Source data
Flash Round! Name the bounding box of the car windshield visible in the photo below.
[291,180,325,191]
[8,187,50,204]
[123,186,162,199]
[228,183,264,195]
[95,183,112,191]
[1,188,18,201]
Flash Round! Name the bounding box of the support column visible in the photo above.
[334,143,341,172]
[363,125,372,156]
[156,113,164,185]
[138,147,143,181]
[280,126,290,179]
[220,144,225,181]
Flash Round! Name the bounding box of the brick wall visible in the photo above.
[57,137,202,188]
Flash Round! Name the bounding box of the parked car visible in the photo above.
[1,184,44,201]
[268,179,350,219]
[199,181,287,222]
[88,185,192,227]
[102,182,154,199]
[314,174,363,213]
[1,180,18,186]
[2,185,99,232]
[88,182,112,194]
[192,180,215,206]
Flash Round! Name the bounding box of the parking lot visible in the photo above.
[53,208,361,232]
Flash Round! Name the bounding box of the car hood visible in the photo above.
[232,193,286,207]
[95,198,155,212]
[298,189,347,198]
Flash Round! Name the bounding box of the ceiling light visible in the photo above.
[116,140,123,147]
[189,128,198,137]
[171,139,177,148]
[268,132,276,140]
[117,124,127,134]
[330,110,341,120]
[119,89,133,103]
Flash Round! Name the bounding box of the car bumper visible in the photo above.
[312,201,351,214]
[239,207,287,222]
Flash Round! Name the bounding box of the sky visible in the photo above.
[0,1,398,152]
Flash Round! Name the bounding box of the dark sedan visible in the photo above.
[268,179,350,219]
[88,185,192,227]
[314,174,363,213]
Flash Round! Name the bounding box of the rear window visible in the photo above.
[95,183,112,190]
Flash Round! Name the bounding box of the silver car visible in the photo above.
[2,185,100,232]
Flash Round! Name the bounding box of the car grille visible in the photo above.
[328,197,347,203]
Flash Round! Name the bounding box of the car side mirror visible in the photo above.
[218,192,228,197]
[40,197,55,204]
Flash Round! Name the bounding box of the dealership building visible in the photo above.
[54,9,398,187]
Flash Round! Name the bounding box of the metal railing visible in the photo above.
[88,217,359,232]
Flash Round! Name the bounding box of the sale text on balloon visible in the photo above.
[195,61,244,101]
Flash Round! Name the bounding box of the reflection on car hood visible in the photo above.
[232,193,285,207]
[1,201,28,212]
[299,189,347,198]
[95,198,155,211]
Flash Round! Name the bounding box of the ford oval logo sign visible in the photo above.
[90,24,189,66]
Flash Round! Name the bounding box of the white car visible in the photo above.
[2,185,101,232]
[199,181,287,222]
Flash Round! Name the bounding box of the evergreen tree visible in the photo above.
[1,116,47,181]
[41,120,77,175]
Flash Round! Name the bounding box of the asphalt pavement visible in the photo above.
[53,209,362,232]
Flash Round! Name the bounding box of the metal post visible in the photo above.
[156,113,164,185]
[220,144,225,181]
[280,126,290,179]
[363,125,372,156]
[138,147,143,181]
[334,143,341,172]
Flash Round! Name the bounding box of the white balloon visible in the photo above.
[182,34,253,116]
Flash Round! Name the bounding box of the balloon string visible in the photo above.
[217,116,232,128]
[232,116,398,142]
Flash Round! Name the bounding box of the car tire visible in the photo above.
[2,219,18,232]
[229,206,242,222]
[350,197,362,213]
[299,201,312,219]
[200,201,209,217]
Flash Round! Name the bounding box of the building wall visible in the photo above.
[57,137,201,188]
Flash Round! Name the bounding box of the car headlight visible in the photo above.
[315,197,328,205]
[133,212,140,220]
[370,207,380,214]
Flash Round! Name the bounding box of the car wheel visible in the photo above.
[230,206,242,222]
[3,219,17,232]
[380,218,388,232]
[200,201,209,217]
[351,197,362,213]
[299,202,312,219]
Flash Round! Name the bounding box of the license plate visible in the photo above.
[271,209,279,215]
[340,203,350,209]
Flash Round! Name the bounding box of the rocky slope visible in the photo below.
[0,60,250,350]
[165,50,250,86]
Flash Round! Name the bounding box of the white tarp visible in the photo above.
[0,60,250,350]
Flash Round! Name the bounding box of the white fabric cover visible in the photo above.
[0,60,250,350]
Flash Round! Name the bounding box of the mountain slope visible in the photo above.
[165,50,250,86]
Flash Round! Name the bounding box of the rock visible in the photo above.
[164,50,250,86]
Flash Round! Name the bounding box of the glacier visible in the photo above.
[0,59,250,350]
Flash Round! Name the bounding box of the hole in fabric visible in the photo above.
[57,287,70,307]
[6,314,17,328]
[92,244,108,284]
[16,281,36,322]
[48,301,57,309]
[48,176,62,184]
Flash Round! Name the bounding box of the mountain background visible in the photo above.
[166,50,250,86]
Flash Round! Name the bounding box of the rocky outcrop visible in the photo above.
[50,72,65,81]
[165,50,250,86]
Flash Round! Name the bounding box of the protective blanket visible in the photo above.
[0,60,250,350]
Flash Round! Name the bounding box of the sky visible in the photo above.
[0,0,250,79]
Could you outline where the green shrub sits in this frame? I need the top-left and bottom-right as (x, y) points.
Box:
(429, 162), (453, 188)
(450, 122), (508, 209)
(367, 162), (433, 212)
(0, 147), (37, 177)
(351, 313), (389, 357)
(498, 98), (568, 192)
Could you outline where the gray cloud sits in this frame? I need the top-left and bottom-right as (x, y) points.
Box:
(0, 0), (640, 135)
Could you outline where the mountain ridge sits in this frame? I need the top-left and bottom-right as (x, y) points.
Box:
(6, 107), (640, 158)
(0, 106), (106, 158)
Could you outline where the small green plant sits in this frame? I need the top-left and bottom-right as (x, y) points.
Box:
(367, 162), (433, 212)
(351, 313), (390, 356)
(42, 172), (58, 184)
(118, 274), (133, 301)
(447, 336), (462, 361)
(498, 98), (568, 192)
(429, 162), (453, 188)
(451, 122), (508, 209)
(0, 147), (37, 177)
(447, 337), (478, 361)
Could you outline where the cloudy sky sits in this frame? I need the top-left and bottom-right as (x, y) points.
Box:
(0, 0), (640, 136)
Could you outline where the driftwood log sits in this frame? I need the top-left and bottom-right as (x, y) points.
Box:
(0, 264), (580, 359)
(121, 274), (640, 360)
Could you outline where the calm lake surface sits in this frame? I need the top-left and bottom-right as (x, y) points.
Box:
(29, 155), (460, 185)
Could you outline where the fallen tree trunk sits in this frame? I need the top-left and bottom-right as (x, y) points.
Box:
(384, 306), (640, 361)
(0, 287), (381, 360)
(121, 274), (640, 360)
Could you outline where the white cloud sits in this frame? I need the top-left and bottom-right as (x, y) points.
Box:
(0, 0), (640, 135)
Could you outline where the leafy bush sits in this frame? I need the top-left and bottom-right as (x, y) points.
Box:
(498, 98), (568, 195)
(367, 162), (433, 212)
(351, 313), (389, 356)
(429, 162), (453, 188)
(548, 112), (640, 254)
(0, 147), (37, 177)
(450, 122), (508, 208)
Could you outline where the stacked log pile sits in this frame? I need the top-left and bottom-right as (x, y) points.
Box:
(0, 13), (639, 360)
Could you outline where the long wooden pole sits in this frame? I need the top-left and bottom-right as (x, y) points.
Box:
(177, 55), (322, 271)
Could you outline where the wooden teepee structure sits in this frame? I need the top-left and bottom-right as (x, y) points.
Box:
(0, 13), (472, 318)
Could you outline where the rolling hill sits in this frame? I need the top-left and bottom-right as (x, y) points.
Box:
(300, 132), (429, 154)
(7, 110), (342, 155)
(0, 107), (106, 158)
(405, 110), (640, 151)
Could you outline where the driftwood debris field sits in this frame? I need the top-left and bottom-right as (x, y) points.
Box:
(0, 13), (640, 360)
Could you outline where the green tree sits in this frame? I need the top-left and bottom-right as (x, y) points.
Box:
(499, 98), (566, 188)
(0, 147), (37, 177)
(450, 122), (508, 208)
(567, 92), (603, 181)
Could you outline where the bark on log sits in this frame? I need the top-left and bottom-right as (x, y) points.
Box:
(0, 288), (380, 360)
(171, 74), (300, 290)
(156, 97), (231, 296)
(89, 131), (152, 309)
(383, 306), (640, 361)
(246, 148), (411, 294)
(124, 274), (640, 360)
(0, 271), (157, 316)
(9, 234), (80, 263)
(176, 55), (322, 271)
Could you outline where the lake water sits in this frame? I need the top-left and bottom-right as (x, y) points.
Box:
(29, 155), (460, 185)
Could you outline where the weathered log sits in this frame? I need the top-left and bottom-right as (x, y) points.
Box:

Short exercise
Replace "windshield" with "windscreen" in the lines from the very first one down through the line containing "[1,188,18,201]", and give those lines again with nothing else changed.

The result
Flash Round! Name the bounding box of the car windscreen visible in the photo below.
[291,180,325,191]
[8,187,50,204]
[123,186,162,199]
[228,183,264,195]
[95,183,112,191]
[1,188,18,201]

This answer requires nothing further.